··· Source ···

Les questions à trancher étaient celles de savoir si l’agente avait outrepassé sa compétence en tirant des conclusions défavorables sur la crédibilité, alors que la Commission du statut de réfugié n’en avait tiré aucune, et si la décision de l’agente était raisonnable.

Il s’agissait d’un cas assez unique du fait qu’on reprochait à l’ARRR d’avoir réévalué complètement la revendication des demandeurs. Il est plus courant que les demandeurs contestent les décisions des ARRR en leur reprochant d’avoir entravé leur pouvoir discrétionnaire en s’appuyant sur les motifs de la section du statut de réfugié. L’avocat, tout en reconnaissant que l’ARRR n’est pas lié par les conclusions de la section du statut de réfugié, a soutenu que ce principe ne doit pas s’appliquer en défaveur du demandeur.

Jugement : la demande est accueillie.

Il est bien établi que la Cour n’interviendra dans une décision rendue par un ARRR que si ce dernier a exercé son pouvoir discrétionnaire à des fins inappropriées, en tenant compte de considérations non pertinentes, en faisant preuve de mauvaise foi ou de façon manifestement déraisonnable. En l’espèce, l’ARRR a commis une erreur ouvrant droit au contrôle judiciaire en exerçant son pouvoir discrétionnaire à des fins inappropriées.

L’ARRR a en fait substitué sa propre opinion à celle de la section du statut de réfugié. L’ARRR a analysé à nouveau la revendication du statut de réfugié plutôt que de procéder à une analyse du risque, en réévaluant la crédibilité du demandeur, et elle a ainsi outrepassé sa compétence. L’instance devant l’ARRR ne constitue pas un appel de novo. Le processus d’attribution de la qualité de DNRSRC joue le rôle d’un filet de sécurité : il se peut que la crainte du demandeur déborde la portée de la Convention et que son renvoi au Bangladesh l’expose bel et bien au risque que sa vie soit menacée. Le processus d’attribution de la qualité de DNRSRC est de nature administrative : le rôle de l’agent se limite à un examen de la preuve versée au dossier, y compris les nouveaux documents et les nouvelles observations présentés par les demandeurs. L’agent n’est pas libre de procéder à une nouvelle évaluation de la crédibilité du demandeur et d’infirmer les conclusions sur la crédibilité tirées par la section du statut de réfugié.

···

Exercice A ->
D'après la source, quel jugement la Cour a-t-elle rendu sur la demande ?
Exercice B ->
Reproduisez fidèlement le passage de la source qui va de « Les questions à » jusqu'à « demande est accueillie. ».

··· Données extraites ···

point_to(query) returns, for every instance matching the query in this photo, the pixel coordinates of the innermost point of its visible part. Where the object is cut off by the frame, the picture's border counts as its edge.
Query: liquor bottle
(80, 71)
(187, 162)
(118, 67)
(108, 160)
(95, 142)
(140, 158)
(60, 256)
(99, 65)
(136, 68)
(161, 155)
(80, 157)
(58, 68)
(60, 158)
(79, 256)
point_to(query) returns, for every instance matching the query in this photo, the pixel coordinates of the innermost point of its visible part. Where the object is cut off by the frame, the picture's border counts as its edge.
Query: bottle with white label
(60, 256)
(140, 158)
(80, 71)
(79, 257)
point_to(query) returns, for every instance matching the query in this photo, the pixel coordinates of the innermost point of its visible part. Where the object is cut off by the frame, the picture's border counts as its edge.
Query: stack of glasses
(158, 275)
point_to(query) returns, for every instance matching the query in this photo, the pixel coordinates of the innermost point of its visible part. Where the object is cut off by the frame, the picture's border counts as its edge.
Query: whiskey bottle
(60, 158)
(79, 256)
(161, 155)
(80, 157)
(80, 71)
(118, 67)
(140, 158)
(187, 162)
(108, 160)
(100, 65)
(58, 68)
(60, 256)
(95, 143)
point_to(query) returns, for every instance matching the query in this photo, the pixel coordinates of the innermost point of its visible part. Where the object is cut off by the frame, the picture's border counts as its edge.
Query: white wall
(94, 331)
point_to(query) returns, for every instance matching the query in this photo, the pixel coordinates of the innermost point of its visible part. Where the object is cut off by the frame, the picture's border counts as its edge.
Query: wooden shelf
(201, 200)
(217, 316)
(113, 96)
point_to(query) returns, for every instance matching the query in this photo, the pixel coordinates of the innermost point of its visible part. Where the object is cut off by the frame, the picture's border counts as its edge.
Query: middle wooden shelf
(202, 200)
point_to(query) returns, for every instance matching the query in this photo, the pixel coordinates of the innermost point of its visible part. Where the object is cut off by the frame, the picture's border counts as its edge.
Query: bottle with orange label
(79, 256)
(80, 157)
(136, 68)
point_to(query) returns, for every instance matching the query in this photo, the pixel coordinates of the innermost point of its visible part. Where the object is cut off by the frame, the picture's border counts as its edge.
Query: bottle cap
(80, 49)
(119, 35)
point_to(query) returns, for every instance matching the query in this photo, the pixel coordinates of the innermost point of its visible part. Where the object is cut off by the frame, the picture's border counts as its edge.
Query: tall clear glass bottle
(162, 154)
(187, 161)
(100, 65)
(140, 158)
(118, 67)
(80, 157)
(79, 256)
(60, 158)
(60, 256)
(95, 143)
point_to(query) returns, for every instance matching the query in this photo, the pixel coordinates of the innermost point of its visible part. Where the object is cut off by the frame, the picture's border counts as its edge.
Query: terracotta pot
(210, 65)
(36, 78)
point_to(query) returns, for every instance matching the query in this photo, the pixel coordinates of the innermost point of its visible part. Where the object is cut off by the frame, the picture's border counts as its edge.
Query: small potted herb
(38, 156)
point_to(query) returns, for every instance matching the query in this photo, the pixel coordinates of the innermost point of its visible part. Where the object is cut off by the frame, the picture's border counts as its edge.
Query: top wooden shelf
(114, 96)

···

Corrigé détaillé A ->
La demande est accueillie.

Corrigé détaillé B ->
Les questions à trancher étaient celles de savoir si l’agente avait outrepassé sa compétence en tirant des conclusions défavorables sur la crédibilité, alors que la Commission du statut de réfugié n’en avait tiré aucune, et si la décision de l’agente était raisonnable.

Il s’agissait d’un cas assez unique du fait qu’on reprochait à l’ARRR d’avoir réévalué complètement la revendication des demandeurs. Il est plus courant que les demandeurs contestent les décisions des ARRR en leur reprochant d’avoir entravé leur pouvoir discrétionnaire en s’appuyant sur les motifs de la section du statut de réfugié. L’avocat, tout en reconnaissant que l’ARRR n’est pas lié par les conclusions de la section du statut de réfugié, a soutenu que ce principe ne doit pas s’appliquer en défaveur du demandeur.

Jugement : la demande est accueillie.